* _Domande_:
• A. Puoi trascrivere dal brano sul Giovedì Santo la parte compresa tra "Come avete sentito" e "al mistero eucaristico.", estremi inclusi?
• B. Quali sono tutti i passi racchiusi tra virgolette doppie nel brano sul Giovedì Santo, titolo compreso?

* _Brano selezionato_:
^^^^^^^^
Messa "nella cena del Signore" - Giovedì Santo
Cattedrale di San Pietro, 1 aprile 2010
1. Il santo Triduo pasquale, vertice di tutto l’anno, inizia questa sera facendo memoria della Cena nella quale il Signore ha istituito l’Eucaristia. Ed è giusto che così inizi, dal momento che l’Eucaristia è la memoria della morte e risurrezione del Signore.
Come avete sentito nel santo Vangelo, Giovanni introduce la narrazione degli eventi di cui in questi tre giorni faremo memoria, con le seguenti parole: "Gesù … dopo aver amato i suoi che erano nel mondo, li amò sino alla fine". Questi tre giorni sono la rivelazione suprema dell’amore infinito di Dio in Cristo Gesù. E l’Eucaristia custodisce per sempre nella memoria della Chiesa il ricordo di questo amore. Nel sacramento dell’Eucaristia Gesù continua ad amarci "fino alla fine" donandoci in cibo il suo Corpo offerto e come bevanda il suo Sangue effuso per la remissione dei peccati. Lo stupore che prese il cuore di Pietro ["Signore, tu lavi i piedi a me?"] deve questa sera occupare anche il nostro cuore di fronte al mistero eucaristico.
A tale scopo, carissimi fratelli, non sarà inutile richiamare la grande dottrina della Chiesa a riguardo dell’Eucaristia: essa è infatti "il compendio e la somma della nostra fede" [Benedetto XVI].
^^^^^^^^
* _Dati disponibili_:
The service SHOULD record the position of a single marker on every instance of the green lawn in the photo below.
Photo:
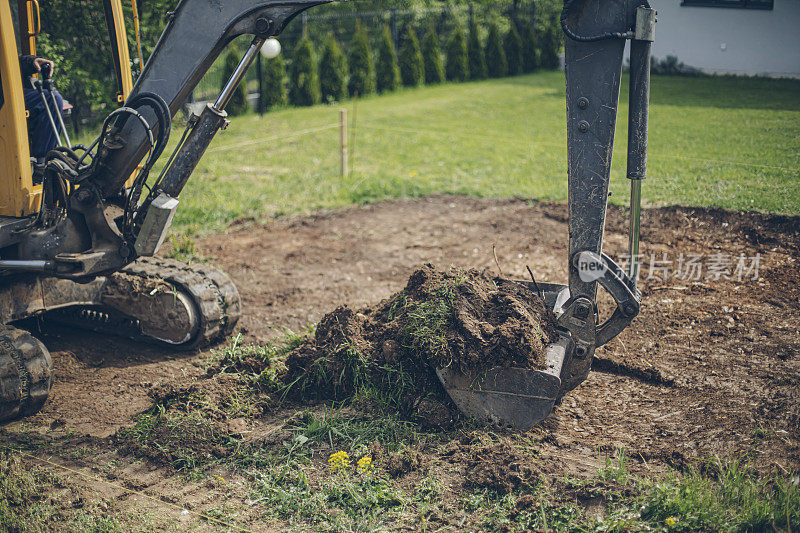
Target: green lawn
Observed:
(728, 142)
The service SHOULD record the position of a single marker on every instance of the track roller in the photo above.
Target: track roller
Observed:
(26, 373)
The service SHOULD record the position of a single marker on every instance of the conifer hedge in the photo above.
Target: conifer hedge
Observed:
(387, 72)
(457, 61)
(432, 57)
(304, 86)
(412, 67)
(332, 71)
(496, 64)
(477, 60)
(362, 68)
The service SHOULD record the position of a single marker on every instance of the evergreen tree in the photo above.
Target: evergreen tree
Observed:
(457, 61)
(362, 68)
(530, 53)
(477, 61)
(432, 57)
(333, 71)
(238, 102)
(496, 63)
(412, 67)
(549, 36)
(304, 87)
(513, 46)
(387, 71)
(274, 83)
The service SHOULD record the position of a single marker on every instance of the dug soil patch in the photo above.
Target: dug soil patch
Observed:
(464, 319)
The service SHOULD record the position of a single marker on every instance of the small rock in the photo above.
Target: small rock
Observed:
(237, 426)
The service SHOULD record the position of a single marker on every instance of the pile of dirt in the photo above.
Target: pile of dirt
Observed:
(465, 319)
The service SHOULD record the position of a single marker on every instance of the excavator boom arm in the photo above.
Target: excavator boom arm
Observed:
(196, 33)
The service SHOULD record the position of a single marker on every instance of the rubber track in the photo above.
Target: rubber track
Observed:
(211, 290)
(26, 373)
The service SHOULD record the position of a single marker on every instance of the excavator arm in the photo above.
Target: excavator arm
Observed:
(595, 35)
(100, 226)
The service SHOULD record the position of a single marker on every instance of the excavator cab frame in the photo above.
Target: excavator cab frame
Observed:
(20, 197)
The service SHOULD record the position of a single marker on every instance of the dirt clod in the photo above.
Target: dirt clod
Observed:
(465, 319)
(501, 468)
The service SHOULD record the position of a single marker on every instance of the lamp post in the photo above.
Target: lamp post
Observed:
^^^^^^^^
* _Soluzioni_:
• A.
Come avete sentito nel santo Vangelo, Giovanni introduce la narrazione degli eventi di cui in questi tre giorni faremo memoria, con le seguenti parole: "Gesù … dopo aver amato i suoi che erano nel mondo, li amò sino alla fine". Questi tre giorni sono la rivelazione suprema dell’amore infinito di Dio in Cristo Gesù. E l’Eucaristia custodisce per sempre nella memoria della Chiesa il ricordo di questo amore. Nel sacramento dell’Eucaristia Gesù continua ad amarci "fino alla fine" donandoci in cibo il suo Corpo offerto e come bevanda il suo Sangue effuso per la remissione dei peccati. Lo stupore che prese il cuore di Pietro ["Signore, tu lavi i piedi a me?"] deve questa sera occupare anche il nostro cuore di fronte al mistero eucaristico.

• B.
- nella cena del Signore
- Gesù … dopo aver amato i suoi che erano nel mondo, li amò sino alla fine
- fino alla fine
- Signore, tu lavi i piedi a me?
- il compendio e la somma della nostra fede